───── Page excerpt ─────

On Mon, Apr 29, 2024 at 11:47:34AM +0800, Kemeng Shi wrote:
> Factor out code of freerun into new helper functions domain_poll_intv and
> domain_dirty_freerun to remove repeated code.
>
> Signed-off-by: Kemeng Shi <[email protected]>

Acked-by: Tejun Heo <[email protected]>

with one nit:

> +/*
> + * Throttle it only when the background writeback cannot
> + * catch-up. This avoids (excessively) small writeouts
> + * when the wb limits are ramping up in case of !strictlimit.
> + *
> + * In strictlimit case make decision based on the wb counters
> + * and limits. Small writeouts when the wb limits are ramping
> + * up are the price we consciously pay for strictlimit-ing.
> + */

Can you please reflow the above to 80col or at least seventy something?

Thanks.

--
tejun

2024-05-01 17:19:11

by Tejun Heo

[permalink] [raw]
Subject: Re: [PATCH 07/10] writeback: factor out wb_dirty_freerun to remove more repeated freerun code

On Mon, Apr 29, 2024 at 11:47:35AM +0800, Kemeng Shi wrote:
..
> +static void wb_dirty_freerun(struct dirty_throttle_control *dtc,
> + bool strictlimit)
> +{
..
> + /*
> + * LOCAL_THROTTLE tasks must not be throttled when below the per-wb
> + * freerun ceiling.

───── Supplied entries ─────

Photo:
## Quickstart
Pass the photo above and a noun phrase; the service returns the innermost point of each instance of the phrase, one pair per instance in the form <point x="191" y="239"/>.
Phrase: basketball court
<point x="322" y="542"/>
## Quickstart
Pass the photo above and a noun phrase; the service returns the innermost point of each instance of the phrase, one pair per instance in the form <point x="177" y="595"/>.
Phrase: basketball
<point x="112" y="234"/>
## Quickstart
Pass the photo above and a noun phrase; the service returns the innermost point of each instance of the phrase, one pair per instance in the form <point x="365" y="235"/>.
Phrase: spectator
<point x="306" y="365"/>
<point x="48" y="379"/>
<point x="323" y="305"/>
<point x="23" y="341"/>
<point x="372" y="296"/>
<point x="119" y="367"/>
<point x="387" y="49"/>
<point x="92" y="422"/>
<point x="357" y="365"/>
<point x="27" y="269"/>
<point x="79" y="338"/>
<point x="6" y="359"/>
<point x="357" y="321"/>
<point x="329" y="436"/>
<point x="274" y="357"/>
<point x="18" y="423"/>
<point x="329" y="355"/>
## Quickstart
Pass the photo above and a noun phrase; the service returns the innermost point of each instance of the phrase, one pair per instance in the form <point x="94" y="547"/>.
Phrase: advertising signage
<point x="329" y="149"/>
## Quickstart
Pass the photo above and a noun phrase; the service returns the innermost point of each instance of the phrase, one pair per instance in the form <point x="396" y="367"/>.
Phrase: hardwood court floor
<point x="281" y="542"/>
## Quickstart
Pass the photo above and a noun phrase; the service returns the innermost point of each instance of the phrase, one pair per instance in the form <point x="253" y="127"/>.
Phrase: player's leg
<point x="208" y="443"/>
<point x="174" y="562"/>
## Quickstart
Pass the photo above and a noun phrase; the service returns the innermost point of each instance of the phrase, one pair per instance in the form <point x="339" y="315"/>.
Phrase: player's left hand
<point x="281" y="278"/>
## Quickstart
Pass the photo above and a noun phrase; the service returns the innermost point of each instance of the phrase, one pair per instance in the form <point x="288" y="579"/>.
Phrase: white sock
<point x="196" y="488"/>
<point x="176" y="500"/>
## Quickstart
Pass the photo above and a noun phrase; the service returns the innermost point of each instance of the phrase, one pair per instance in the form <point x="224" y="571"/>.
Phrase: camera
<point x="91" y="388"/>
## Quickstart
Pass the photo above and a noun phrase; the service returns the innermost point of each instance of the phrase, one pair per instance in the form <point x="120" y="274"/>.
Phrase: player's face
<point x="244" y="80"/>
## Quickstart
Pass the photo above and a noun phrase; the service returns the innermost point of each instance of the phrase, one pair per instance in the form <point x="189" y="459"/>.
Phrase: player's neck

─────

List every function name that appears in the patch-review thread.

Full output ->
- domain_poll_intv
- domain_dirty_freerun
- wb_dirty_freerun